TAREAS REQUERIDAS:
a – Enumera todas las citas bíblicas que aparecen entre paréntesis en el relato sobre la aparición de Jesús a los Once.
b – Responde estas preguntas sobre el relato sobre la aparición de Jesús a los Once:
(i) ¿Qué partes de su cuerpo pide el Señor que miren?
(ii) ¿Cómo se califica a San Lucas?
(iii) ¿Qué pregunta hace Cristo al darles otra prueba de su realidad física?
c – Retoma el relato sobre la aparición de Jesús a los Once y continúalo a partir de la última oración.

PASAJE PROPORCIONADO:
==========

Cuando por fin se sentaron a cenar y seguían comentando y discutiendo los acontecimientos, he aquí que de repente sus ojos se desorbitaron y un escalofrío de miedo recorrió sus cuerpos. Incrédulos, no creían lo que veían, a lo más pensaban en un fantasma, porque ¡Jesús estaba allí, en medio de ellos! Sobresaltados, no atinaban a ver la realidad, y espantados debieron retroceder asustados.
¿Por qué os turbáis...? Tiene que decirles el Señor. Mirad mis manos y mis pies. Soy yo mismo. (Lc 24, 38).
Se puede uno imaginar al Señor sonriendo y extendiendo sus manos al decirles:
Palpadme y ved… (Lc 24, 39).
¿Se rió divertido al agregar convincente «… un espíritu no tiene carne y huesos, como veis que yo tengo (Lc 24, 38-39)»?
En ese momento, el gran psicólogo que es San Lucas, nos cuenta que los Once, locos de alegría, no acababan de creérselo y solo parecían tener ojos y cerebro para cerciorarse de que lo que veían sus ojos era un hecho real y no una ilusión.
Y de nuevo, Cristo, el bondadoso Señor, se muestra comprensivo y comprendiéndolos deja de hablarles de su poca fe, y condesciende a darles otra prueba de su realidad física. Les pregunta:
¿Tenéis aquí algo de comer? (Lc 24, 41).

==========

INFORMACIÓN MOSTRADA:
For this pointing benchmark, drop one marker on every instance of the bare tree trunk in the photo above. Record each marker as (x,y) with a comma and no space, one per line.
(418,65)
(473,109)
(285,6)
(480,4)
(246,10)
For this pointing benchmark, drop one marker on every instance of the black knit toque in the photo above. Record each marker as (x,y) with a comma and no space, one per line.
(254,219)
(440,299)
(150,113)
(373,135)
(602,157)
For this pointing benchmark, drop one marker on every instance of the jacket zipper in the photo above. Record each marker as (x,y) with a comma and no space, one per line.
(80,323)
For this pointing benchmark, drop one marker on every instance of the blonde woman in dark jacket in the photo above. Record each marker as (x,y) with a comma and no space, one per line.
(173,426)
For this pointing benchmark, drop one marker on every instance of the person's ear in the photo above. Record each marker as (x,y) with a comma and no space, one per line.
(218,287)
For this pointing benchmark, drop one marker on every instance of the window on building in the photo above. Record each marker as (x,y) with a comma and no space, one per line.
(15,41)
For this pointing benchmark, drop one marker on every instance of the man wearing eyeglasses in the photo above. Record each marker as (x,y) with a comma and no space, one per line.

==========

RESPUESTAS POR TAREA:
a –
- Lc 24, 38
- Lc 24, 39
- Lc 24, 38-39
- Lc 24, 41

b –
(i) Sus manos y sus pies.
(ii) Como el gran psicólogo.
(iii) «¿Tenéis aquí algo de comer?»

c –
Es fácil adivinar, primero la extrañeza y después el precipitarse a ofrecerle un trozo de pez asado. Mientras Cristo los miraba sonriente, los Once, con la boca abierta, contemplaron el inaudito espectáculo de verlo llevarse a la boca el pescado, masticarlo y ¡tragárselo! Aquello era sencillamente maravilloso. Faltaba solo decir: pero si come como nosotros... si le vemos masticar... y beber como una persona humana...
Es lógico pensar que el Señor, después de la prueba, conversó con ellos hasta el momento en que tomó un aire solemne, ratificado por las palabras ceremoniales de introducción al poder que iba a conferirles:
La paz con vosotros. Como el Padre me envió, también yo os envío (Jn 20, 21).
Dicho esto procedió a una singular acción como si quisiera darles a entender lo trascendental del acto, sopló sobre ellos y, solemnemente, les dijo:
Recibid el Espíritu Santo (Jn 20, 22).
Quizá hizo aquí una ligera pausa para inmediatamente continuar:
A quienes perdonéis los pecados, les quedan perdonados.
¡Inaudito poder, porque solo Dios puede perdonarlos! Y concluyó:
... A quienes se los retengáis, les quedan retenidos
(Jn 20, 23).
Estremecedora y pesada facultad que desde entonces, y por primera vez en la historia, poseen unos simples hombres, que al pronunciar las palabras Ego te absolvo ven pasar a través de sus pecadoras personas el hálito divino que transforma, en un puro milagro, el rojo escarlata de los pecados del humilde penitente arrodillado a sus pies, en la más deslumbrante blancura que jamás ha podido contemplarse.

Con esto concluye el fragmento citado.